* Stated problem *
Set out every line of the listing below as a numbered list, skipping any blank lines.

* Records for processing *
==============================

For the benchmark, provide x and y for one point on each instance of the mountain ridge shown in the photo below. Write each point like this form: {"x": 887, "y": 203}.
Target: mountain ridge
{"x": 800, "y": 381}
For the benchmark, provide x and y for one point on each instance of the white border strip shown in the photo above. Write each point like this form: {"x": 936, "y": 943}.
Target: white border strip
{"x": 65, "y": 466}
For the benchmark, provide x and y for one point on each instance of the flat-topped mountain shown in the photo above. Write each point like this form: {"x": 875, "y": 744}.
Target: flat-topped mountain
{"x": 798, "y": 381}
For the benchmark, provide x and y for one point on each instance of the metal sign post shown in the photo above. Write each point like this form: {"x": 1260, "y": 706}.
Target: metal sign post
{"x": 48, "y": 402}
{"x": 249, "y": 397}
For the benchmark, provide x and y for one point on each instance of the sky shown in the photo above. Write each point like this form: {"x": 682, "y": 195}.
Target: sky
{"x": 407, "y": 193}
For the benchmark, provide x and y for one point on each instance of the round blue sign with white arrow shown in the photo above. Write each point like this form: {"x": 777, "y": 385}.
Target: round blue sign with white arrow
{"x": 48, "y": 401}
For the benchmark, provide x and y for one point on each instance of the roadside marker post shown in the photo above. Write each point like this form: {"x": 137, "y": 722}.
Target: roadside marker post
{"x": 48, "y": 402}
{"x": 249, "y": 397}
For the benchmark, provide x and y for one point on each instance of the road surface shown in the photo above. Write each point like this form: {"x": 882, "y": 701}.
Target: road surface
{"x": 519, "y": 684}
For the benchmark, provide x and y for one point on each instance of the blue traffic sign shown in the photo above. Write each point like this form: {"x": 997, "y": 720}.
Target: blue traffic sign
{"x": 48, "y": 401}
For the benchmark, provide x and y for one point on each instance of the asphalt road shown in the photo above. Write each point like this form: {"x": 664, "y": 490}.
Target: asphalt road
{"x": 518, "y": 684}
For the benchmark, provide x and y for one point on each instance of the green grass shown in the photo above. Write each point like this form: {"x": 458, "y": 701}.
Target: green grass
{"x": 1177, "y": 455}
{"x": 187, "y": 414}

==============================

* Right answer *
1. For the benchmark, provide x and y for one point on each instance of the mountain ridge shown in the photo below. Write each point like this form: {"x": 887, "y": 203}.
2. Target: mountain ridge
3. {"x": 800, "y": 381}
4. For the benchmark, provide x and y for one point on each instance of the white border strip shown in the photo above. Write each point like this form: {"x": 936, "y": 943}.
5. Target: white border strip
6. {"x": 65, "y": 466}
7. For the benchmark, provide x and y for one point on each instance of the flat-topped mountain shown in the photo above. Write each point like this form: {"x": 875, "y": 744}.
8. Target: flat-topped mountain
9. {"x": 798, "y": 381}
10. For the benchmark, provide x and y for one point on each instance of the metal sign post shown in the photo above. Write each point like this form: {"x": 1260, "y": 706}.
11. Target: metal sign post
12. {"x": 48, "y": 402}
13. {"x": 249, "y": 397}
14. For the benchmark, provide x and y for one point on each instance of the sky shown in the photo above. Write each point like this form: {"x": 682, "y": 195}.
15. Target: sky
16. {"x": 407, "y": 193}
17. For the benchmark, provide x and y for one point on each instance of the round blue sign with white arrow shown in the photo above. Write each point like this form: {"x": 777, "y": 385}.
18. Target: round blue sign with white arrow
19. {"x": 48, "y": 401}
20. For the benchmark, provide x and y for one point on each instance of the roadside marker post shown in the photo above. Write each point like this form: {"x": 137, "y": 722}.
21. Target: roadside marker post
22. {"x": 48, "y": 402}
23. {"x": 249, "y": 397}
24. For the benchmark, provide x and y for one point on each instance of the road surface shown in the photo above. Write each point like this form: {"x": 882, "y": 701}.
25. Target: road surface
26. {"x": 519, "y": 684}
27. For the benchmark, provide x and y for one point on each instance of the blue traffic sign shown in the photo above. Write each point like this form: {"x": 997, "y": 720}.
28. Target: blue traffic sign
29. {"x": 48, "y": 401}
30. For the benchmark, provide x and y for one point on each instance of the asphalt road shown in the photo above. Write each point like this form: {"x": 664, "y": 490}.
31. Target: asphalt road
32. {"x": 518, "y": 684}
33. For the benchmark, provide x and y for one point on each instance of the green grass shown in the photo above. Write each point like this form: {"x": 458, "y": 701}.
34. Target: green grass
35. {"x": 1177, "y": 455}
36. {"x": 187, "y": 414}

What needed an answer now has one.